Point annotation entries for images
__________

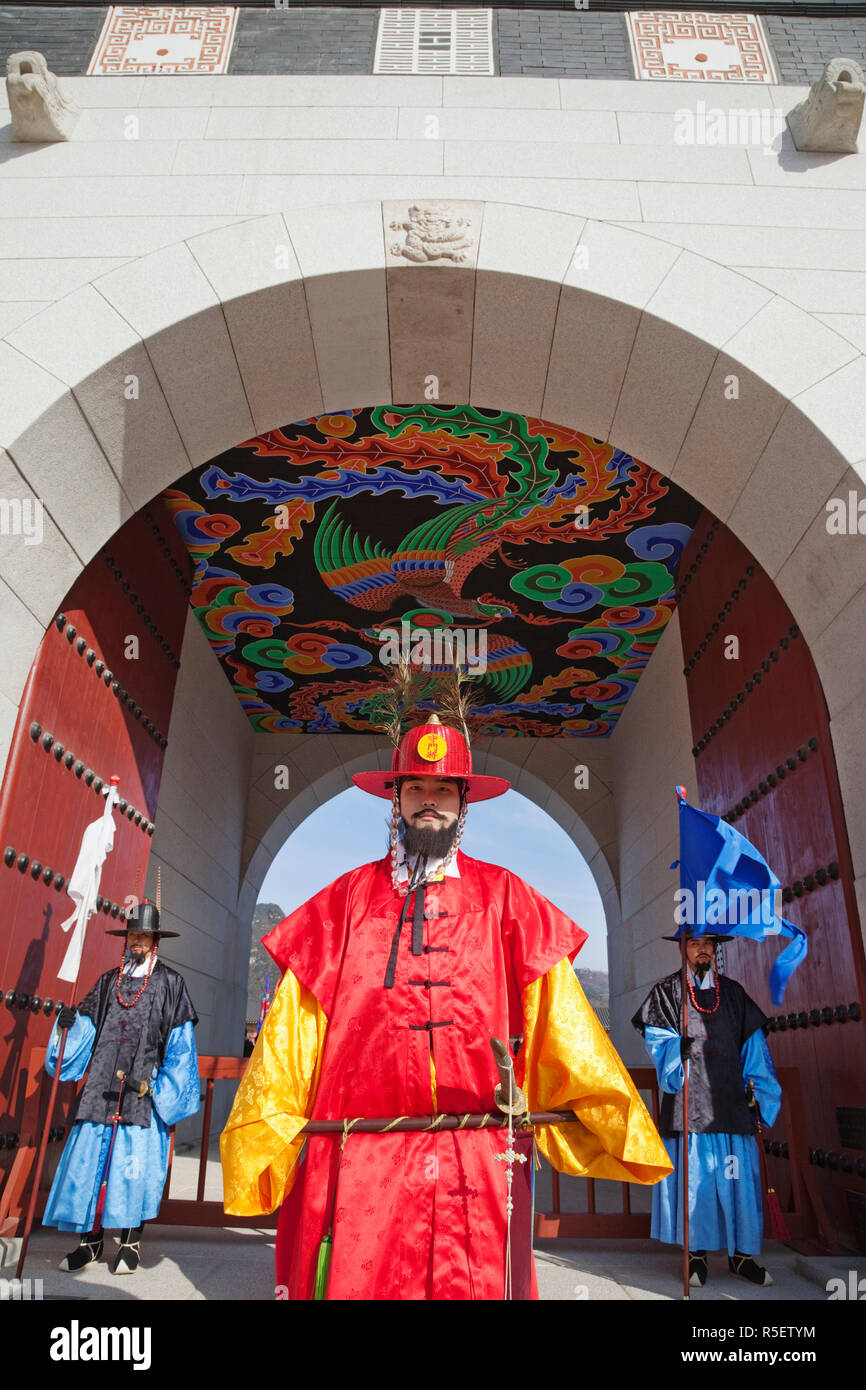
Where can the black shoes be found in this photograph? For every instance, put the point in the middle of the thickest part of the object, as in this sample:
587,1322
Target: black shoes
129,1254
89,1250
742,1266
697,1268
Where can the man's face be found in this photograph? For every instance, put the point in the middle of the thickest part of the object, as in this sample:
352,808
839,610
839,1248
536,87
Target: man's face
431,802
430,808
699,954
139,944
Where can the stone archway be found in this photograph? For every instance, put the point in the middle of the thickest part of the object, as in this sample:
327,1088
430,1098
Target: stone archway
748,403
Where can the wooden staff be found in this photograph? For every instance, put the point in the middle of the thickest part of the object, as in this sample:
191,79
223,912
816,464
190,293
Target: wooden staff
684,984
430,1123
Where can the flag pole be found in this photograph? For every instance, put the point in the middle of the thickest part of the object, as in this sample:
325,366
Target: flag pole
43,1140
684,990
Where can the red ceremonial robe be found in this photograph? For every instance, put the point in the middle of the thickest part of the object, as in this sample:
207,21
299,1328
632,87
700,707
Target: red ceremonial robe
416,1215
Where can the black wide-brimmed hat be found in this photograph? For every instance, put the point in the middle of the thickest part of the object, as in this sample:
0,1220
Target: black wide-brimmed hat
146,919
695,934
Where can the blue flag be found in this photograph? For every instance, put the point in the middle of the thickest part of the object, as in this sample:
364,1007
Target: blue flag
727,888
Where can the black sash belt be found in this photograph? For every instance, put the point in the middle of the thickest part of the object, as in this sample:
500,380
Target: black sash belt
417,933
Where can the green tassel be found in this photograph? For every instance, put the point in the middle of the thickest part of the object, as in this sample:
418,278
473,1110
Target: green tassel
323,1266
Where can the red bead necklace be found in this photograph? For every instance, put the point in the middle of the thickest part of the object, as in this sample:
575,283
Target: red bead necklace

__________

- _YOUR TASK_
Please return all of the data above line for line with no changes, leaving the pictures out.

- _COMPLETE RESPONSE_
Where can the black shoes be found in this photograph? For every instance, put the point in the middle of the thickest part of the object, as in this sample:
587,1322
Target: black shoes
129,1254
89,1250
742,1266
697,1268
Where can the man's face be found in this photograph? For every instance, put the point in the middle of the thickest part of the object, as in this sample:
352,808
839,610
839,1248
536,87
Target: man's face
431,802
430,808
699,954
139,944
Where can the stone archway be found in this photograph? For every instance, put the point in the middle of the thickest part of the object, as in this sample:
327,1088
430,1098
Target: stone archway
748,403
Where can the wooden staff be found in this photograph? For every instance, put the point in the middle of the thickest part of the object, as in this sample:
191,79
223,912
816,464
190,293
Target: wooden staff
684,984
430,1123
Where can the flag pole be found in this photograph? For every instance, put the point in the middle of the thickest part of the object, as in this sample:
325,366
Target: flag pole
43,1140
684,990
Where can the red ceremonial robe be found in this photograph? For every instance, put the point in the middle of the thickest part of the object, as in this sample:
207,21
299,1328
632,87
700,707
Target: red ceremonial robe
416,1215
Where can the black wide-brimmed hat be found in this photograph? For every instance, put the point in the middle of the thickest part of the object, as in this sample:
0,1220
Target: black wide-brimmed hat
146,919
695,934
Where can the blue flag be found in this photograph? For every instance, put the point in the middle of the thickest part of the object, as in this sample:
364,1007
Target: blue flag
727,888
Where can the black sash belt be found in this photograph? For every instance, put the point in the middle of the thickest part of the object, as in this sample:
500,380
Target: black sash belt
417,933
Where can the green tassel be found in this photograph? For every instance, put the point in the middle of the thickest part of the object, as in this sample:
418,278
473,1110
Target: green tassel
323,1266
Where can the red bead necklace be found in this photograph? For every instance, put the point in the middle of the thickest part of the object, as in this sample:
575,283
Target: red bead necklace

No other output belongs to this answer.